Object point labels:
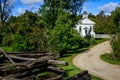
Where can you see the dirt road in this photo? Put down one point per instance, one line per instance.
(90, 60)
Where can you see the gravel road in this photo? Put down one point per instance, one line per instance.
(90, 60)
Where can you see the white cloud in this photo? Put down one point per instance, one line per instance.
(108, 8)
(31, 1)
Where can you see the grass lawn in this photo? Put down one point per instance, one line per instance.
(107, 58)
(71, 69)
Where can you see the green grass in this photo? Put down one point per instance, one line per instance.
(73, 70)
(107, 58)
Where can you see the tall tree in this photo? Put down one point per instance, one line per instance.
(115, 21)
(5, 10)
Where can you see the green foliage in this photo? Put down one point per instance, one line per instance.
(115, 43)
(25, 33)
(102, 23)
(108, 58)
(51, 9)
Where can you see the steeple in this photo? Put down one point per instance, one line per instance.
(85, 14)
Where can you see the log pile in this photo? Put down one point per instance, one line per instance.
(30, 66)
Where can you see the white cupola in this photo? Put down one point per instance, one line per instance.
(85, 26)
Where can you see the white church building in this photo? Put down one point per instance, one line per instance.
(85, 26)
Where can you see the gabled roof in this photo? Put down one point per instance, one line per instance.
(86, 21)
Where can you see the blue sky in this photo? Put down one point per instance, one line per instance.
(91, 6)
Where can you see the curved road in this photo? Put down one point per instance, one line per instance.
(90, 60)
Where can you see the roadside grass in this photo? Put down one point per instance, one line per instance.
(107, 58)
(7, 49)
(73, 70)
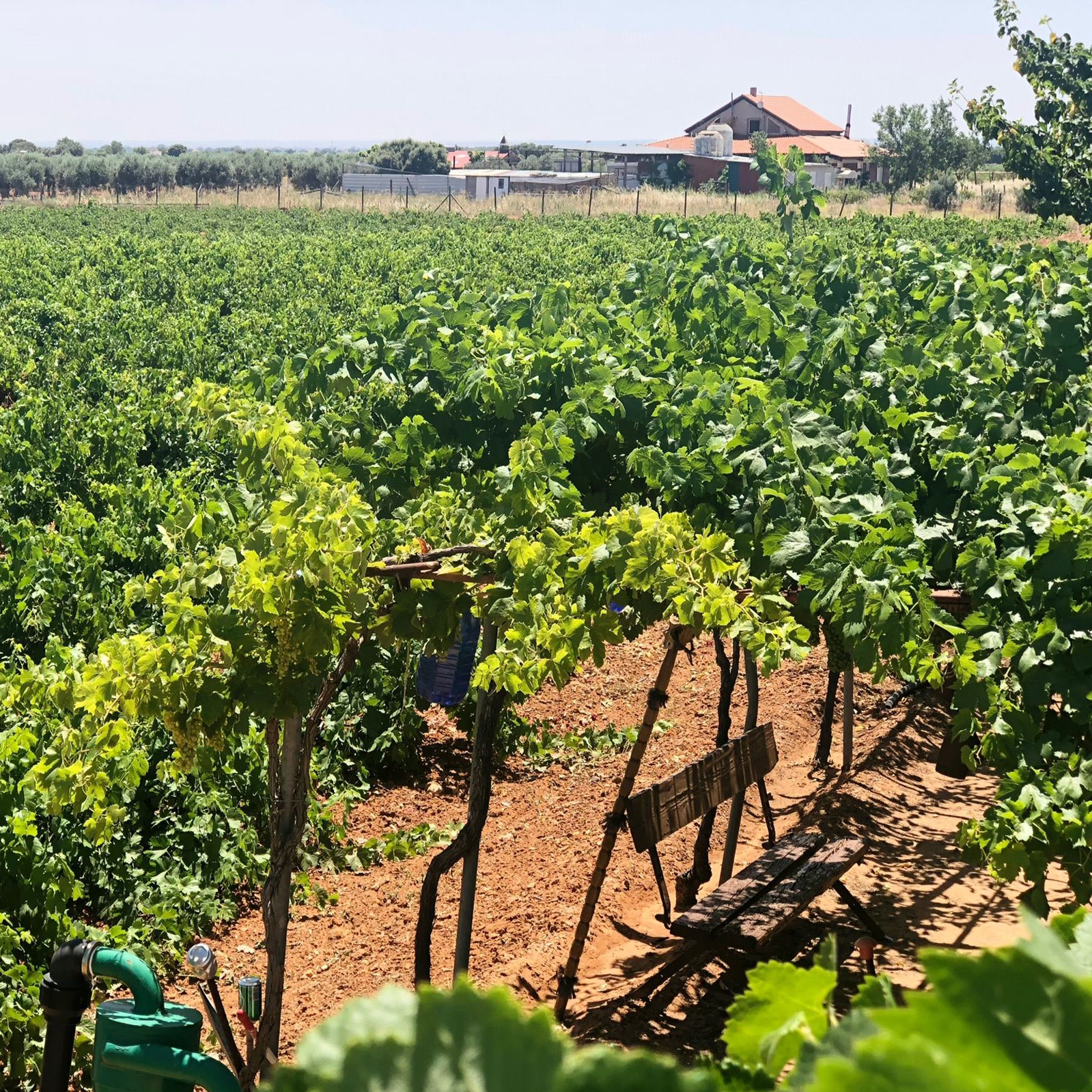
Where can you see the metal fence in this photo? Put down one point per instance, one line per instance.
(397, 184)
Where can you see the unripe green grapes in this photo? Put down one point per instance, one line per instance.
(838, 656)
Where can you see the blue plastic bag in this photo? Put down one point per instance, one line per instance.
(445, 680)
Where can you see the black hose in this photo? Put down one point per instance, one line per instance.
(65, 997)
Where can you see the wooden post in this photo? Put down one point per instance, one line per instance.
(468, 884)
(678, 637)
(827, 723)
(848, 718)
(735, 820)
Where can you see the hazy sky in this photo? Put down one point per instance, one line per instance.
(221, 71)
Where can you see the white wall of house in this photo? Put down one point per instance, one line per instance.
(824, 175)
(745, 118)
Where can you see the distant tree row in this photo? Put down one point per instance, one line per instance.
(916, 143)
(70, 169)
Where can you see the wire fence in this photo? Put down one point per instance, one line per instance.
(986, 201)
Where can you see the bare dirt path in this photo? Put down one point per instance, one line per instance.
(544, 832)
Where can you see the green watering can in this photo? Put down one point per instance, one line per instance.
(143, 1043)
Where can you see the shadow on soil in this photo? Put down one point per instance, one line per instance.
(675, 996)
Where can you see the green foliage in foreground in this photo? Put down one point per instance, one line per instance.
(787, 397)
(1015, 1019)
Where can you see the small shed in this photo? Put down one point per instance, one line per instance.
(481, 184)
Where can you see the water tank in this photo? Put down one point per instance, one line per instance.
(727, 135)
(709, 142)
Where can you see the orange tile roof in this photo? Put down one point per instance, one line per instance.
(803, 120)
(781, 145)
(675, 144)
(793, 114)
(838, 148)
(843, 148)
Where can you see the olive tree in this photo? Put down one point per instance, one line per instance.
(1054, 153)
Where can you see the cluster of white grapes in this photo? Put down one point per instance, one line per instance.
(186, 732)
(285, 647)
(838, 656)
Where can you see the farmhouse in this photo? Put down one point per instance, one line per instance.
(832, 155)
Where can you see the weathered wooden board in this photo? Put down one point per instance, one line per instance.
(787, 900)
(671, 805)
(733, 897)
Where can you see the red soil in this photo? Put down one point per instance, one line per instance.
(544, 832)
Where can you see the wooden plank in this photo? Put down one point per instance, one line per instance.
(733, 897)
(787, 900)
(678, 800)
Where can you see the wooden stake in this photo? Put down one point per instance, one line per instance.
(466, 843)
(479, 759)
(678, 637)
(735, 820)
(848, 718)
(688, 884)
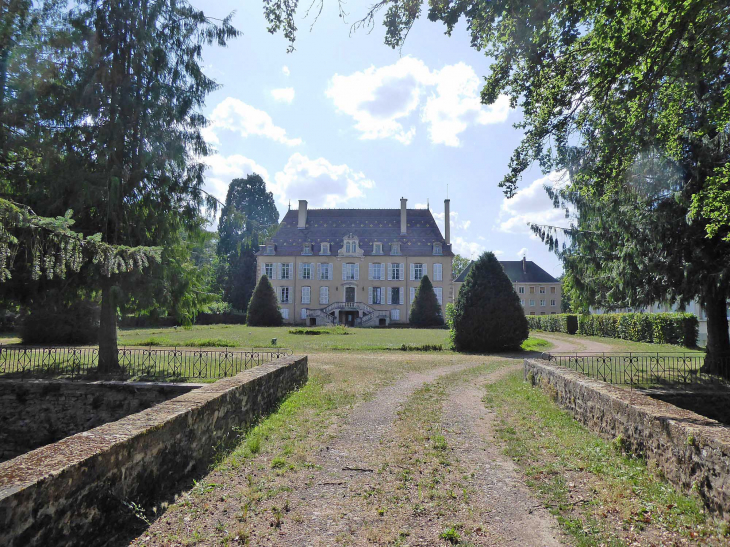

▶ _Instructions for the task_: Copy the lines above verbatim, starting at the line that contains "Where can you see the wooden post" and ending at the line that contains "(1054, 153)", with both of those lines included.

▶ _Written solution_:
Where can you see the wooden post in this photo? Put down one point per instance, one line per instance.
(468, 884)
(678, 637)
(827, 723)
(848, 718)
(735, 820)
Where can you see the hazy sky in this photo? Put down one point per instance, one line per instance.
(221, 71)
Where can you see the white wall of house in this photo? Put down one point per instance, one line per instance.
(824, 175)
(745, 118)
Where can you see the distant tree row in this photo? Put down one point per instance, one line per instance.
(916, 143)
(70, 169)
Where can you see the wire fence in this photo? Put down one point per instance, one line per instance.
(986, 201)
Where can you see the bare dirt path in this photo? Put down one point per instance, one line per instance.
(544, 832)
Where can you see the green watering can in this photo? Put down one point per instance, one line per instance.
(143, 1043)
Where can you see the shadow on soil in this photo? Put down one point per instance, one line per instance.
(675, 996)
Where can you see the green foliage in foreground in this photo? Put down one point per instance, one line per instance.
(787, 397)
(1015, 1019)
Where can you see the small shed in this photo? Put down one point per instance, one line per instance.
(481, 184)
Where can you see the water tank in this photo? Put down one point per instance, one line per instance.
(727, 135)
(709, 142)
Where can you see the orange tile roof in this photo? Put down one point per instance, one line per instance.
(803, 120)
(781, 145)
(675, 144)
(793, 114)
(838, 148)
(843, 148)
Where can you see the olive tree in this photo? Put down one point per instance, one line per instance.
(1054, 153)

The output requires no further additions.